▶ _WORK TASK A_
Decide whether each statement agrees with the article on CPR fractures, answering yes or no and quoting the words of the article that settle it: (i) Close to one third of the patients studied had at least one broken rib. (ii) The duration of CPR contributed to trauma secondary to CPR. (iii) At high-risk hospitals, physicians took part in ED CPR more often than at low-risk hospitals.
▶ _WORK TASK B_
Write out the article on CPR fractures from "In a study of" up to and including "when doing CPR.".

▶ _GIVEN TEXT_
_ _ _ _ _
A significant portion of patients who receive cardiopulmonary resuscitation may end up with broken ribs or other bones as a result, according to Korean researchers, who also found that some types of patients could be at higher risk than others.
In a study of people admitted to Korean hospitals after receiving CPR, close to one third had at least one broken rib, while about 4% had a broken sternum.
What the study found
Duration of CPR and number of compressors were not contributing factors to trauma secondary to CPR.
There was, however, "a wide variation in the frequency of rib fractures from hospital to hospital (0-83.3%)," the researchers reported. "In high-risk hospitals (in which more than 50% of patients had rib fractures), the average age of the patients was higher, and non-physicians took part in ED CPR more often than they did at low-risk hospitals."
Dr Michael Sayre, a spokesperson for the American Heart Association and a professor at the University of Washington in Seattle, said broken ribs are to be expected when doing CPR.
_ _ _ _ _
Referring expression pointing data
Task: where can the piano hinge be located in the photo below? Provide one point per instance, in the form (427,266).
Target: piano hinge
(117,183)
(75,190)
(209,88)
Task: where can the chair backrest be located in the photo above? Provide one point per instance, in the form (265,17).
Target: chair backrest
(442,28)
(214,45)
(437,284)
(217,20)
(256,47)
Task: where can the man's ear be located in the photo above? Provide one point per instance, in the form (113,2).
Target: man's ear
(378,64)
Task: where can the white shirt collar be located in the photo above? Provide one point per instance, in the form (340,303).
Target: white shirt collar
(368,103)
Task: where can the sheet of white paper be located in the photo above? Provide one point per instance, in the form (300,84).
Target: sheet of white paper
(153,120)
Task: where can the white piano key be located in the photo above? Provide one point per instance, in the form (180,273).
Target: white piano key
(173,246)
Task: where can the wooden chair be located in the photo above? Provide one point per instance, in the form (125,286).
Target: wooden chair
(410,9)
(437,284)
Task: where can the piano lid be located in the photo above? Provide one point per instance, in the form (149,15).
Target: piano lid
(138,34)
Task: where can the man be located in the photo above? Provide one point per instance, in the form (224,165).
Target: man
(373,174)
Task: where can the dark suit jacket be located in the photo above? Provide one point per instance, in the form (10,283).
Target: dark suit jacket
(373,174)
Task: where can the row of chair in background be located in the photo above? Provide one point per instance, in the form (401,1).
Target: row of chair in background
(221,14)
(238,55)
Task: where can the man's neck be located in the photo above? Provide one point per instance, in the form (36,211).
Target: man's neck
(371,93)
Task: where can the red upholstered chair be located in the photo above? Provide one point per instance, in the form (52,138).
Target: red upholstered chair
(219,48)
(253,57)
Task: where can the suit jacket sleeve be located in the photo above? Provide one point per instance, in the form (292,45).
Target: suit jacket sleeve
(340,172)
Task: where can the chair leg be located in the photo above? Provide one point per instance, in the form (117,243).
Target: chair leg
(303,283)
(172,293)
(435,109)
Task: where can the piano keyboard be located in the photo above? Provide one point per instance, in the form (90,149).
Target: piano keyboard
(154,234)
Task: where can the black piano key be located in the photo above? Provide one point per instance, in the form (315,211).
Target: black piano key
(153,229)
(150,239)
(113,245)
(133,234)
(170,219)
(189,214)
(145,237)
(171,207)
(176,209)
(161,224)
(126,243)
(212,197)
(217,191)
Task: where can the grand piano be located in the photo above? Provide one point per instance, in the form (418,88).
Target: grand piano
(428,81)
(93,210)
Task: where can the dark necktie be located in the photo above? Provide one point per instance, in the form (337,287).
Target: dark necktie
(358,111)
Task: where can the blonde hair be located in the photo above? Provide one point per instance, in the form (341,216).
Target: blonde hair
_ _ _ _ _
▶ _RESPONSE A_
(i) Yes: "close to one third had at least one broken rib"
(ii) No: "Duration of CPR and number of compressors were not contributing factors to trauma secondary to CPR."
(iii) No: "non-physicians took part in ED CPR more often than they did at low-risk hospitals."

▶ _RESPONSE B_
In a study of people admitted to Korean hospitals after receiving CPR, close to one third had at least one broken rib, while about 4% had a broken sternum.
What the study found
Duration of CPR and number of compressors were not contributing factors to trauma secondary to CPR.
There was, however, "a wide variation in the frequency of rib fractures from hospital to hospital (0-83.3%)," the researchers reported. "In high-risk hospitals (in which more than 50% of patients had rib fractures), the average age of the patients was higher, and non-physicians took part in ED CPR more often than they did at low-risk hospitals."
Dr Michael Sayre, a spokesperson for the American Heart Association and a professor at the University of Washington in Seattle, said broken ribs are to be expected when doing CPR.